___ The records
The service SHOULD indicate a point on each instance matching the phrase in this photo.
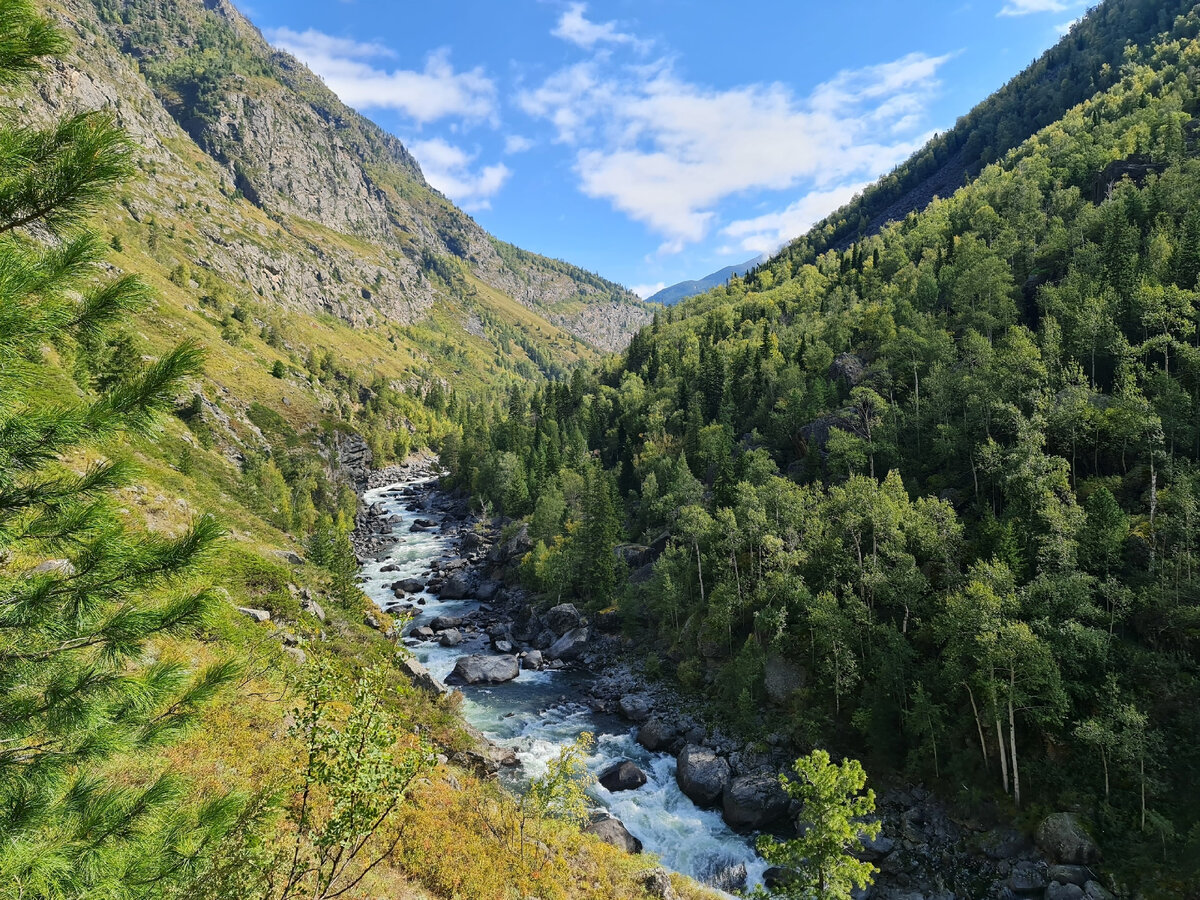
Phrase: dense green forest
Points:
(949, 478)
(1087, 60)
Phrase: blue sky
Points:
(657, 141)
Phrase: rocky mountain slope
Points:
(289, 193)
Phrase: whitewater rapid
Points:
(539, 713)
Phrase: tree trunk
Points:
(1012, 738)
(983, 744)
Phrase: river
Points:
(539, 713)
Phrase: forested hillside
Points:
(1087, 60)
(943, 484)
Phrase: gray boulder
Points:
(635, 707)
(754, 802)
(611, 831)
(1063, 892)
(1071, 874)
(570, 645)
(562, 618)
(702, 775)
(420, 677)
(456, 587)
(657, 882)
(623, 775)
(1063, 839)
(479, 669)
(657, 735)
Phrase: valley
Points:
(351, 551)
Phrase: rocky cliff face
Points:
(282, 189)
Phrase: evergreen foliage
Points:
(82, 598)
(949, 474)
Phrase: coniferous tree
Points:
(82, 597)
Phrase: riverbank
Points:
(533, 678)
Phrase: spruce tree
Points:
(82, 598)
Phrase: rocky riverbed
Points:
(535, 677)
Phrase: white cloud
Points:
(435, 93)
(575, 28)
(666, 151)
(1025, 7)
(648, 291)
(767, 233)
(517, 144)
(449, 169)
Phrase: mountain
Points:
(305, 203)
(930, 499)
(1086, 60)
(684, 289)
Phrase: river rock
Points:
(1063, 839)
(456, 587)
(562, 618)
(312, 607)
(730, 879)
(1063, 892)
(1069, 874)
(1027, 879)
(657, 883)
(611, 831)
(420, 677)
(570, 645)
(635, 707)
(702, 774)
(657, 735)
(479, 669)
(754, 802)
(623, 775)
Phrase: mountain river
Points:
(540, 712)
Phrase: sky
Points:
(658, 141)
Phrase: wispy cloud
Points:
(349, 69)
(449, 168)
(1026, 7)
(575, 27)
(667, 151)
(517, 144)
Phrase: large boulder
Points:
(562, 618)
(635, 707)
(1063, 839)
(657, 882)
(623, 775)
(479, 669)
(781, 678)
(754, 802)
(611, 831)
(570, 645)
(702, 774)
(657, 735)
(420, 676)
(456, 587)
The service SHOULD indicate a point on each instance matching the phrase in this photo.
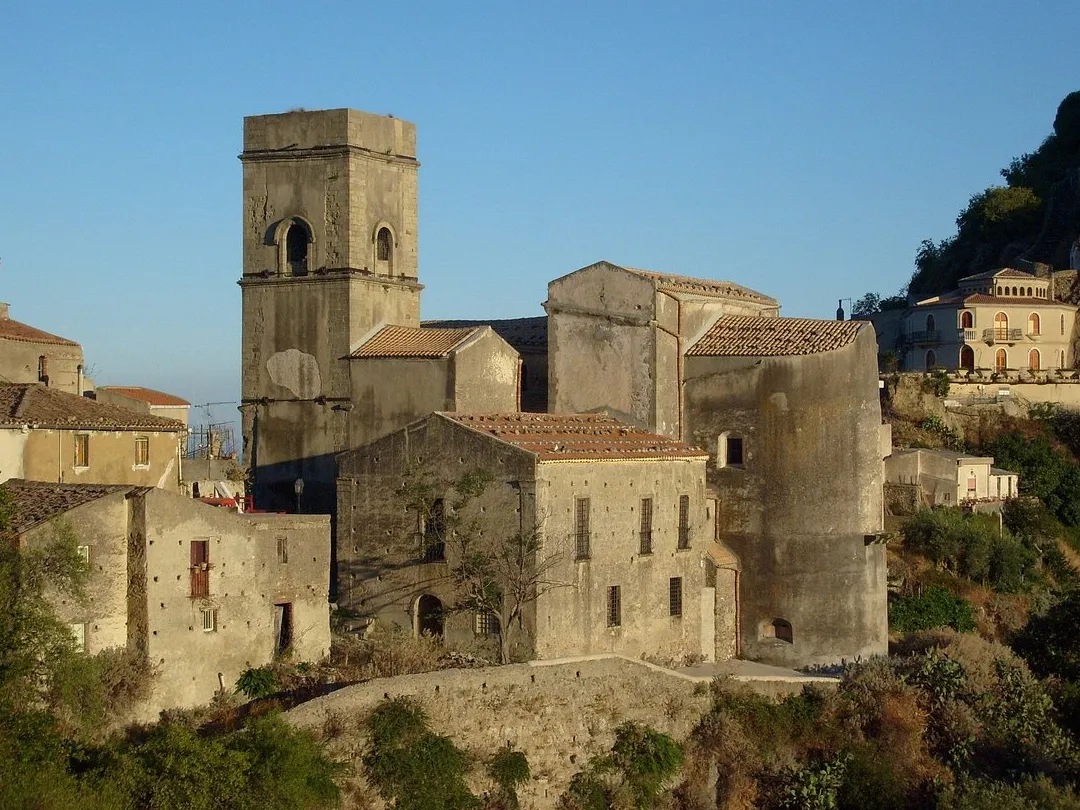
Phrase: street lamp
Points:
(298, 488)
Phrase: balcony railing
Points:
(1002, 336)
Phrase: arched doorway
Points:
(968, 358)
(429, 616)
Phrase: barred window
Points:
(615, 606)
(581, 527)
(675, 596)
(486, 623)
(684, 522)
(646, 534)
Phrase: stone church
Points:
(772, 423)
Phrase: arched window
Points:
(383, 252)
(968, 358)
(297, 241)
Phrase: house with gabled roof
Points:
(46, 434)
(625, 542)
(29, 354)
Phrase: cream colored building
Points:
(1001, 320)
(51, 435)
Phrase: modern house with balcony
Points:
(1001, 320)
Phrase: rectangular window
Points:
(200, 568)
(82, 449)
(581, 527)
(684, 522)
(79, 636)
(675, 596)
(486, 623)
(434, 532)
(142, 451)
(615, 606)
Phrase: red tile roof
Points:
(576, 436)
(145, 394)
(36, 501)
(770, 337)
(409, 341)
(14, 331)
(34, 404)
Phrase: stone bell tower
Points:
(329, 253)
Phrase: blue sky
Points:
(802, 149)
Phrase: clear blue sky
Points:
(802, 149)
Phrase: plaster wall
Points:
(49, 455)
(798, 512)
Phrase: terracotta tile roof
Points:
(14, 331)
(409, 341)
(575, 436)
(770, 337)
(527, 335)
(690, 285)
(36, 501)
(31, 403)
(145, 394)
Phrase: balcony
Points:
(1002, 336)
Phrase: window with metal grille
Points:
(142, 451)
(615, 606)
(581, 527)
(486, 623)
(646, 532)
(200, 568)
(675, 596)
(434, 532)
(82, 449)
(684, 522)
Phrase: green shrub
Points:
(934, 608)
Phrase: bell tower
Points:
(329, 253)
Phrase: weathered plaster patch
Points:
(296, 370)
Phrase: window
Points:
(675, 596)
(684, 522)
(486, 623)
(581, 527)
(615, 606)
(434, 532)
(646, 534)
(142, 451)
(82, 449)
(200, 568)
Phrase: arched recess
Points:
(296, 246)
(968, 358)
(429, 616)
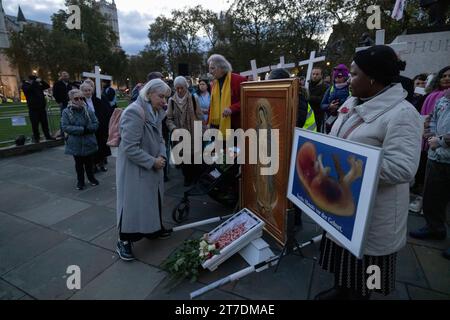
______
● Task directions
Output all of the rows above again without changing anything, and leave out the pictures.

● Expected answer
The service SHOULD indicate a point on each instance matching the phrase in this photo.
Phrase: dense green forest
Points:
(949, 478)
(1087, 60)
Phrase: blue sky
Points:
(657, 141)
Phrase: rocky mountain slope
Points:
(289, 193)
Phrase: whitewater rapid
Points:
(539, 713)
Phrase: tree trunk
Points:
(1012, 738)
(983, 744)
Phrase: river
Points:
(539, 713)
Phrase: forested hillside
Points:
(1087, 60)
(943, 484)
Phrase: gray boulder
Points:
(635, 707)
(754, 802)
(611, 831)
(1063, 892)
(1071, 874)
(570, 645)
(562, 618)
(702, 775)
(420, 677)
(456, 587)
(657, 882)
(623, 775)
(1063, 839)
(479, 669)
(657, 735)
Phrase: valley
Points:
(351, 551)
Phrase: rocky cliff face
Points:
(282, 189)
Phrase: evergreen foliage
Points:
(82, 598)
(949, 474)
Phrase: coniferous tree
Points:
(82, 597)
Phrase: riverbank
Points:
(533, 678)
Phrase: spruce tree
Points:
(82, 598)
Phrase: rocky riverbed
Points:
(535, 677)
Phrase: white cloud
Points:
(435, 93)
(575, 28)
(666, 151)
(1025, 7)
(648, 291)
(767, 233)
(517, 144)
(449, 169)
Phrase: mountain
Points:
(305, 203)
(930, 499)
(1086, 60)
(684, 289)
Phrase: river rock
Points:
(1063, 839)
(456, 587)
(562, 618)
(312, 607)
(730, 879)
(1063, 892)
(1069, 874)
(1027, 879)
(657, 883)
(611, 831)
(420, 677)
(570, 645)
(635, 707)
(702, 774)
(657, 735)
(479, 669)
(754, 802)
(623, 775)
Phrase: mountain river
Points:
(540, 712)
Phrase: sky
Points:
(658, 141)
Phrase: wispy cloud
Points:
(349, 69)
(449, 168)
(1026, 7)
(575, 27)
(667, 151)
(517, 144)
Phrase: large boulder
Points:
(562, 618)
(635, 707)
(1063, 839)
(657, 882)
(623, 775)
(479, 669)
(781, 678)
(754, 802)
(611, 831)
(570, 645)
(702, 774)
(657, 735)
(420, 676)
(456, 587)
The service SHOULD indicate a point on each instance matching the phrase in this photo.
Phrase: street lamp
Points:
(298, 488)
Phrase: balcony railing
Points:
(1002, 336)
Phrase: arched doorway
Points:
(968, 358)
(429, 616)
Phrase: barred window
Points:
(615, 606)
(581, 527)
(675, 596)
(486, 623)
(684, 522)
(646, 534)
Phrase: stone church
Points:
(772, 423)
Phrase: arched window
Points:
(383, 252)
(968, 358)
(297, 241)
Phrase: house with gabled roof
Points:
(46, 434)
(625, 542)
(29, 354)
Phrase: cream colored building
Points:
(1001, 320)
(51, 435)
Phrase: modern house with balcony
Points:
(1001, 320)
Phrase: rectangular window
Points:
(200, 568)
(82, 449)
(581, 527)
(684, 522)
(79, 636)
(675, 596)
(486, 623)
(434, 532)
(142, 451)
(615, 606)
Phrase: red tile roof
Points:
(576, 436)
(145, 394)
(36, 501)
(770, 337)
(409, 341)
(14, 331)
(34, 404)
Phrase: stone bell tower
Points:
(329, 253)
Phrase: blue sky
Points:
(802, 149)
Phrase: clear blue sky
Points:
(802, 149)
Phrase: plaster wall
Points:
(49, 455)
(798, 512)
Phrase: terracotta tile roof
Points:
(14, 331)
(409, 341)
(575, 436)
(770, 337)
(527, 335)
(690, 285)
(36, 501)
(31, 403)
(145, 394)
Phrase: balcony
Points:
(1002, 336)
Phrase: window with metal grille
Points:
(142, 451)
(615, 606)
(581, 527)
(486, 623)
(646, 532)
(200, 568)
(675, 596)
(434, 532)
(82, 449)
(684, 522)
Phrase: green shrub
Points:
(934, 608)
Phrase: bell tower
Points:
(329, 253)
Phrase: weathered plaster patch
Points:
(296, 370)
Phrase: window
Points:
(675, 596)
(684, 522)
(486, 623)
(581, 527)
(615, 606)
(434, 532)
(646, 534)
(142, 451)
(82, 449)
(200, 568)
Phrase: arched recess
Points:
(296, 246)
(968, 358)
(429, 616)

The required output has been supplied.